## START Dataset rows

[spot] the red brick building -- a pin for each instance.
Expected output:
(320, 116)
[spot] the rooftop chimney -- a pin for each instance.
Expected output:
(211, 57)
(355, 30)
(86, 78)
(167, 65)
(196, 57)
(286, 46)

## END Dataset rows

Brief –
Every record shown above must be echoed exactly.

Response to this exercise –
[spot] the red brick building -- a pin for each instance.
Expected output:
(320, 116)
[spot] the rooftop chimney -- a pin for each instance.
Expected output:
(211, 57)
(355, 30)
(86, 78)
(167, 65)
(196, 57)
(286, 46)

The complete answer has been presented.